PROBLEM DESCRIPTION ▸
Rewrite every line of the data below as a numbered list, skipping any blank lines. Leave the pictures out of your answer.

Stored items
'''

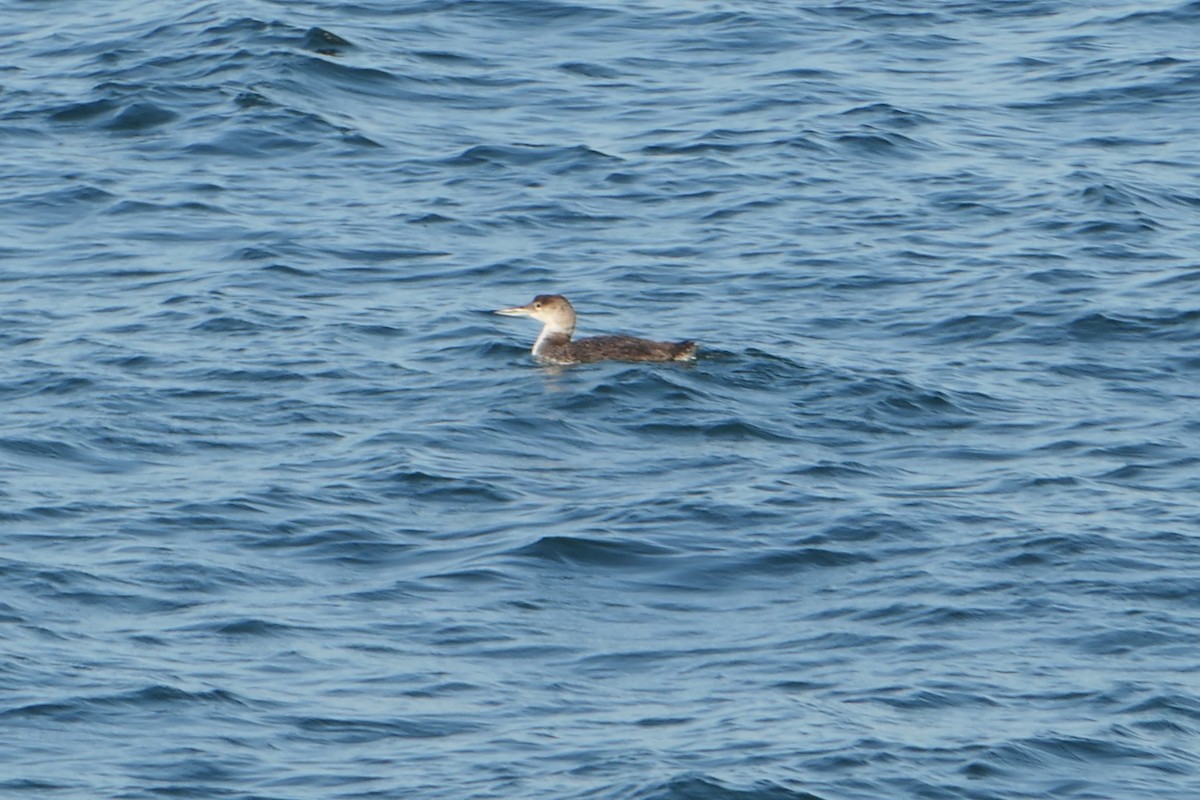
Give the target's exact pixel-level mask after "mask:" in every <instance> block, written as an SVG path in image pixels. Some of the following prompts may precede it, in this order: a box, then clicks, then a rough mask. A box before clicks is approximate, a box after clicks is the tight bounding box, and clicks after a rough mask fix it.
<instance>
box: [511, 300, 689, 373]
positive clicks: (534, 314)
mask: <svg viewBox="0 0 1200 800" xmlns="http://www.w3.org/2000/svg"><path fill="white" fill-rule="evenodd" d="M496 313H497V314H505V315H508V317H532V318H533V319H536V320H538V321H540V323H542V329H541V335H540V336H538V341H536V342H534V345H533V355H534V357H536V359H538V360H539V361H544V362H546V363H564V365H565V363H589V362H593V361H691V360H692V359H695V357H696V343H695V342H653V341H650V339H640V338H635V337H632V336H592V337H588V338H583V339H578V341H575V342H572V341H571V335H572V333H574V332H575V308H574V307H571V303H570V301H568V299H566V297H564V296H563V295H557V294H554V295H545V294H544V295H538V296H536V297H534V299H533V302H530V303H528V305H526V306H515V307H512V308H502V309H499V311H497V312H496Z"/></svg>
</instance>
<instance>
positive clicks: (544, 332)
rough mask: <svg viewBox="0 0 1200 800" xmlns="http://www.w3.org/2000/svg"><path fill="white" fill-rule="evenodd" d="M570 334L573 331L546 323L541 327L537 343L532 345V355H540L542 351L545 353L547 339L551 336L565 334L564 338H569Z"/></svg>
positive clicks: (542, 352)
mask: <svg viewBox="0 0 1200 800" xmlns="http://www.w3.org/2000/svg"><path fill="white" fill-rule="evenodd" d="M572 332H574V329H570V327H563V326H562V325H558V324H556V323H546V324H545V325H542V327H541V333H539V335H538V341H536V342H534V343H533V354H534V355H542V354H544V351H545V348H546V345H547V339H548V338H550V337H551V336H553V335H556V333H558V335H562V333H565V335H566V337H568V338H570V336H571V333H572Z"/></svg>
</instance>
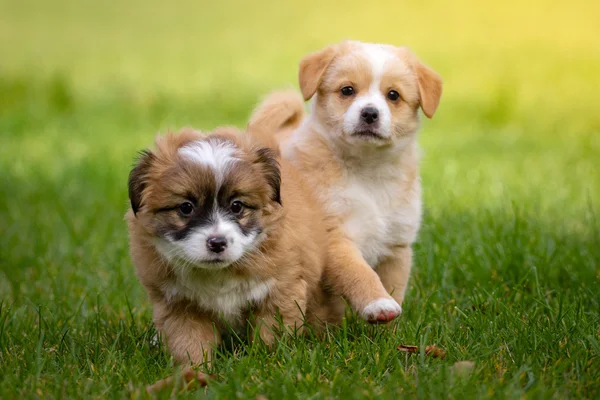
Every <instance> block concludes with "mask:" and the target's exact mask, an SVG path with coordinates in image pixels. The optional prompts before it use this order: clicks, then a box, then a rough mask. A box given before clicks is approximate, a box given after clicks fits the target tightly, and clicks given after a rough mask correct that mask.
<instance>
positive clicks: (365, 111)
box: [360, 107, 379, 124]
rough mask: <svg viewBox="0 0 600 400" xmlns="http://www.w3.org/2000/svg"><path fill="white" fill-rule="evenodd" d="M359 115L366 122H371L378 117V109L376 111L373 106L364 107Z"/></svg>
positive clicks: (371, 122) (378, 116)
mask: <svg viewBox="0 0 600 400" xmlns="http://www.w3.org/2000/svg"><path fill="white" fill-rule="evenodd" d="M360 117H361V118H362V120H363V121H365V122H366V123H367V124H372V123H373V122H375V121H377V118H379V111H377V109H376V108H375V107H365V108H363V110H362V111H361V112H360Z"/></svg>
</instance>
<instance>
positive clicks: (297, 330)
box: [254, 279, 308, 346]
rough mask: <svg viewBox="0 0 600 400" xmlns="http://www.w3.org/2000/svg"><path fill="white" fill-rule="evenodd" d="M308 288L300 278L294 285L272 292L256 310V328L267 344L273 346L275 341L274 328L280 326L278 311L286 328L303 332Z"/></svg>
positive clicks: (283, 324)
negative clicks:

'''

ANSWER BOX ▸
1. Give the target's exact pixel-level mask after "mask:" in every <instance> block, written as an SVG path in image pixels. Some of the following prompts may precede it, in this order: a box, then clicks, then a rough mask. A box before clicks is approximate, a box after clicks is the tight bounding box, and clicks after a rough mask fix it.
2. <instance>
3. box: [511, 300, 689, 373]
4. positive clicks: (534, 314)
5. mask: <svg viewBox="0 0 1200 800" xmlns="http://www.w3.org/2000/svg"><path fill="white" fill-rule="evenodd" d="M496 313H497V314H505V315H508V317H532V318H533V319H536V320H538V321H540V323H542V329H541V335H540V336H538V341H536V342H534V345H533V355H534V357H536V359H538V360H539V361H544V362H546V363H564V365H565V363H589V362H593V361H691V360H692V359H695V357H696V343H695V342H653V341H650V339H640V338H635V337H632V336H592V337H588V338H583V339H578V341H575V342H572V341H571V335H572V333H574V332H575V308H574V307H571V303H570V301H568V299H566V297H564V296H563V295H557V294H554V295H545V294H544V295H538V296H536V297H534V299H533V302H530V303H528V305H526V306H515V307H512V308H502V309H499V311H497V312H496Z"/></svg>
6. </instance>
7. <instance>
8. positive clicks: (544, 332)
9. rough mask: <svg viewBox="0 0 1200 800" xmlns="http://www.w3.org/2000/svg"><path fill="white" fill-rule="evenodd" d="M570 334L573 331L546 323L541 327L537 343L532 345V355H540L542 351L545 353L547 339L551 336L565 334L564 338H569Z"/></svg>
10. positive clicks: (542, 352)
11. mask: <svg viewBox="0 0 1200 800" xmlns="http://www.w3.org/2000/svg"><path fill="white" fill-rule="evenodd" d="M572 332H574V329H570V327H563V326H562V325H558V324H556V323H546V324H545V325H542V327H541V333H539V335H538V341H536V342H534V343H533V354H534V355H542V354H544V351H545V348H546V345H547V339H548V338H550V337H551V336H553V335H556V333H558V335H562V333H565V335H566V337H568V338H570V336H571V333H572Z"/></svg>
12. </instance>
13. Every <instance> block concludes with "mask:" and the target's exact mask, an SVG path with coordinates in image pixels. The optional prompts before it use this order: clicks, then a box, then a rough mask. A box given before clicks is approximate, a box given after clicks fits the target tightly, and clicks given after a rough mask correct that mask.
14. <instance>
15. positive clicks: (365, 111)
16. box: [360, 107, 379, 124]
17. rough mask: <svg viewBox="0 0 600 400" xmlns="http://www.w3.org/2000/svg"><path fill="white" fill-rule="evenodd" d="M359 115L366 122H371L378 117V109L376 111L373 106L364 107Z"/></svg>
18. positive clicks: (371, 122) (378, 116)
19. mask: <svg viewBox="0 0 600 400" xmlns="http://www.w3.org/2000/svg"><path fill="white" fill-rule="evenodd" d="M360 117H361V118H362V120H363V121H365V122H366V123H367V124H372V123H373V122H375V121H377V118H379V111H377V109H376V108H375V107H365V108H363V110H362V111H361V112H360Z"/></svg>
20. </instance>
21. <instance>
22. positive clicks: (297, 330)
23. box: [254, 279, 308, 346]
24. rough mask: <svg viewBox="0 0 600 400" xmlns="http://www.w3.org/2000/svg"><path fill="white" fill-rule="evenodd" d="M308 288L300 278L294 285L272 292L256 310V328L267 344L273 346L275 341L274 328L280 326L278 311L286 328L303 332Z"/></svg>
25. positive clicks: (283, 324)
26. negative clicks:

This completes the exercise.